- **Prompt**: Can you retype every record below exactly as written?

- **Collected data**:
---+---
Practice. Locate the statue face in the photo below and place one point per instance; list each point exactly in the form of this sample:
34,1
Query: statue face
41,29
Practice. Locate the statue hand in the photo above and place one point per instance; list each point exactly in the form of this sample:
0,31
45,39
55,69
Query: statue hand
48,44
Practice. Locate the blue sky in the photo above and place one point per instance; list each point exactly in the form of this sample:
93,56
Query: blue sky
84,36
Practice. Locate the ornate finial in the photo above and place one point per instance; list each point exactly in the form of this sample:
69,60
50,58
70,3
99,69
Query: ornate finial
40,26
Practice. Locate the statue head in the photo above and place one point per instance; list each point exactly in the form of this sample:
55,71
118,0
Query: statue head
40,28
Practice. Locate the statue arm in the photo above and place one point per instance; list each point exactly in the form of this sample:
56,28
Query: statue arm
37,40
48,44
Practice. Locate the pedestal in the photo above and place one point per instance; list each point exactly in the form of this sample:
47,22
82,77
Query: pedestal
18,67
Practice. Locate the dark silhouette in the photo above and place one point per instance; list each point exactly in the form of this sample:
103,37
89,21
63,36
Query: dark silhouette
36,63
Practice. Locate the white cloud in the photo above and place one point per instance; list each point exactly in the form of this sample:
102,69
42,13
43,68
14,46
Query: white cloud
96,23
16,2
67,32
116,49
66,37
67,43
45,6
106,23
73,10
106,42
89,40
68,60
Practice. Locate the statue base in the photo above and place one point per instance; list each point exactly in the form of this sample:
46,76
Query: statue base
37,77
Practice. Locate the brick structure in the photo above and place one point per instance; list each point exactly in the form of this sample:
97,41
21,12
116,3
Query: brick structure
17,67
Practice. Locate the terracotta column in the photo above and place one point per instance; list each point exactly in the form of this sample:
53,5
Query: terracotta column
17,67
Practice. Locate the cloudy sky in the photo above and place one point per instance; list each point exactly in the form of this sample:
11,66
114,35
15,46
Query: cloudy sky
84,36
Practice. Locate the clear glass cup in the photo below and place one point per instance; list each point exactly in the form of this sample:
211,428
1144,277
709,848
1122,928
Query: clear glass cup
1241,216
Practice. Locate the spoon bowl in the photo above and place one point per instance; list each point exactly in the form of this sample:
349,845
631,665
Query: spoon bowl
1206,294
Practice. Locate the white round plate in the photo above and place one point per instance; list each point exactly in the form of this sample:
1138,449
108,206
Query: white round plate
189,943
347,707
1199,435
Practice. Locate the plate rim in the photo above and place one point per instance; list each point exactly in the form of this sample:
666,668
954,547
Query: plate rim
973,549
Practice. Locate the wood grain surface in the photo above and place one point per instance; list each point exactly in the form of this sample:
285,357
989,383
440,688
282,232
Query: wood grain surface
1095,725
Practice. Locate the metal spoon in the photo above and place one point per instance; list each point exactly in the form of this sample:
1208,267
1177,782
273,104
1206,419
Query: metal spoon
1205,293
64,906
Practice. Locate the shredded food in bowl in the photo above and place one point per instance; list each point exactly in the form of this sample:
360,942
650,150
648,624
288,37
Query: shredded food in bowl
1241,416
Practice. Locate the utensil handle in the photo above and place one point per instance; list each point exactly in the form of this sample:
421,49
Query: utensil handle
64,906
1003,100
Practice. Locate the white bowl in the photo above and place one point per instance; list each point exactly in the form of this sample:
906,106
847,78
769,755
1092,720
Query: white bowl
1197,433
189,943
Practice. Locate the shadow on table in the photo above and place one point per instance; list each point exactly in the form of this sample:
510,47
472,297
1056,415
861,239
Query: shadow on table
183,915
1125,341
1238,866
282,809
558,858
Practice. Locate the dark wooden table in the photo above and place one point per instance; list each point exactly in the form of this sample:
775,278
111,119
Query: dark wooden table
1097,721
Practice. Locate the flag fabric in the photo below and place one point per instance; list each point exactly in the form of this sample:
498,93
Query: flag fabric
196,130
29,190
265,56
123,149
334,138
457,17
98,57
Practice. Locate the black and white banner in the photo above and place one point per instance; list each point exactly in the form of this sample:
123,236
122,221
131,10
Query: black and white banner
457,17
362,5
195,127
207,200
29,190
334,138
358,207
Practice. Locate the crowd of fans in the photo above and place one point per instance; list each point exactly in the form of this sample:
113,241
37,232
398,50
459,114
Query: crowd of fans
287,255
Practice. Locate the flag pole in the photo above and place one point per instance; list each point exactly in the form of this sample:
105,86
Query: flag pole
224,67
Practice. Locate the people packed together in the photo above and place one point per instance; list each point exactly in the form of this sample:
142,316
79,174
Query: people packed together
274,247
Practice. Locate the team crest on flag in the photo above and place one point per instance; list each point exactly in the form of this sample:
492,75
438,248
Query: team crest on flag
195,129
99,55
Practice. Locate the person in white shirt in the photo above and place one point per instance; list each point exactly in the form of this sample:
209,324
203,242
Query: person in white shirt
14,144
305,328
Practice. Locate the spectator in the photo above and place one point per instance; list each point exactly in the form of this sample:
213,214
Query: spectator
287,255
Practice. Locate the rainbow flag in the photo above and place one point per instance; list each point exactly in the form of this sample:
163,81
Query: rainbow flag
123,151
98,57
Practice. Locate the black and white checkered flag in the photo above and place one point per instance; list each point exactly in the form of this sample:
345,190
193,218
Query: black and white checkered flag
---+---
- **Task solution**:
Practice. Locate the statue face in the photo below and place one point per instance; list each point exactly in the form of this sample:
34,1
Query: statue face
41,29
Practice. Locate the statue hand in the photo above and place one point per instance; list each point exactly in the form of this sample:
0,31
45,39
55,69
Query: statue hand
48,44
Practice. Locate the blue sky in the photo above and place one point per instance; list each point exactly in the form of this sample:
93,56
Query: blue sky
84,36
Practice. Locate the ornate finial in the photo above and place one point per instance; list each point exactly in the form of this sample:
69,60
50,58
70,3
99,69
Query: ornate finial
40,26
Practice. Locate the statue head in the photo above and place one point per instance; list each point exactly in the form of this sample:
55,71
118,0
Query: statue head
40,28
Practice. Locate the statue arm in the photo above and place one point per instance; list each point exactly in the form of this sample:
56,28
Query: statue arm
37,40
48,44
Practice. Locate the pedestal in the photo above and place one point per instance; list each point exactly in the form of this sample:
47,22
82,77
Query: pedestal
18,67
Practice. Locate the dark silhouette in the photo above and place one point per instance; list each point exactly in the form of this sample:
103,37
89,21
63,36
Query: dark silhouette
36,63
Practice. Locate the white cloud in the photo above and place one point per instance; list each point exactly in the form of this sample:
102,69
42,13
43,68
14,46
Query: white cloud
96,23
16,2
67,32
116,49
66,37
67,43
45,6
106,23
73,10
106,42
89,40
68,60
Practice. Locate the statue base in the photo above and place one point per instance; list each point exactly in the form of this sample:
46,76
Query: statue base
37,77
Practice. Locate the brick structure in the photo above and place one point per instance; list each point exactly in the form of this sample:
97,41
21,12
116,3
Query: brick structure
17,67
Practice. Locate the terracotta column in the photo above and place one point per instance; list each point exactly in the form of this sample:
53,5
Query: terracotta column
17,67
Practice. Locate the cloudy sky in the photo above and place one point per instance; list each point exactly in the form of this sample:
11,66
114,35
15,46
Query: cloudy sky
84,36
Practice. Locate the clear glass cup in the photo below and place one point per instance; list each point exactly in the form of this sample:
211,428
1144,277
709,848
1122,928
Query: clear glass cup
1241,216
Practice. Locate the spoon bowl in the photo above and place one point per instance; list each point exactly in the form of this sample:
349,845
631,665
Query: spoon bowl
1206,294
Practice. Locate the white round plate in the photo above and place one point per instance; list each point exactly in the form of this sample:
1138,449
108,206
Query: white round plate
189,943
347,707
1199,435
Practice. Locate the plate rim in the photo above and place one point per instance; list each point exactly in the form of this sample:
666,668
954,547
Query: plate rim
973,549
Practice. Locate the wood grain surface in the photo above and place one point per instance; list each point exactly in the form of this sample:
285,357
989,383
440,688
282,232
Query: wood grain surface
1095,725
Practice. Locate the metal spoon in the photo above and place one point per instance; list each point exactly in the form of this sample:
1208,267
1177,782
273,104
1206,419
Query: metal spoon
1205,293
64,906
Practice. Locate the shredded food in bowl in the photo above and place one point per instance; list each point exactly in the form of this sample:
360,942
650,150
648,624
288,37
Query: shredded food in bowl
1241,416
Practice. Locate the utensil handle in the photo above and place one point per instance; list each point exactly in the form of this sample:
421,49
Query: utensil handle
64,906
1003,100
Practice. Locate the white bowl in the photo above and place one point per instance; list each point exactly in the form of this sample:
906,106
847,78
769,755
1092,720
Query: white bowl
1197,433
189,943
Practice. Locate the shadow on table in the photo above and place one point per instance; list each point exactly in the form of this sample:
510,47
472,297
1056,415
861,239
Query: shadow on table
183,915
1125,341
1238,866
282,809
558,858
Practice. Locate the dark wooden table in the photo above and place one point per instance; list each point exactly in the form of this sample:
775,278
111,119
Query: dark wooden table
1097,721
Practice. Locate the flag fabric in the photo below and place one point per instance; list each point exactly in the form of this sample:
498,93
Query: flag fabric
196,130
29,190
265,56
123,149
334,138
457,17
98,57
Practice. Locate the black and white banner in the photo above and place one point per instance; list each point exactly in the form of this sample:
123,236
122,221
131,10
Query: black and white banner
457,17
362,5
195,127
207,200
29,190
334,138
358,207
Practice. Locate the crowd of fans in the photo above and place one point per instance; list each point exactly in the form of this sample:
113,241
37,232
398,50
459,114
Query: crowd of fans
287,255
Practice. Locate the flag pole in the photo above and place one point per instance; list each point exactly in the form of this sample:
105,86
Query: flag pole
224,67
Practice. Locate the people packed together in the photo above and place one point per instance; list each point exactly in the form of this sample:
142,316
79,174
Query: people packed together
274,247
Practice. Locate the team crest on flag in the photo above and place one point per instance; list each point exactly in the form of this sample:
492,75
438,248
Query: team crest on flag
195,129
99,55
Practice. Locate the person in white shirt in the photo above and place one point per instance; list each point exactly in the form of this sample:
209,324
203,242
Query: person in white shirt
14,144
305,328
Practice. Locate the spectator in the photo above and place one point per instance; list each point exactly in the form of this sample:
213,214
Query: spectator
287,255
Practice. Locate the rainbow flag in the photo above and place one point per instance; list each point exactly in the form of this sample:
163,81
Query: rainbow flag
123,151
98,57
Practice. Locate the black and white checkered flag in the photo above and place one point per instance; list each point exactly in the form of this sample:
345,190
193,218
Query: black and white checkered flag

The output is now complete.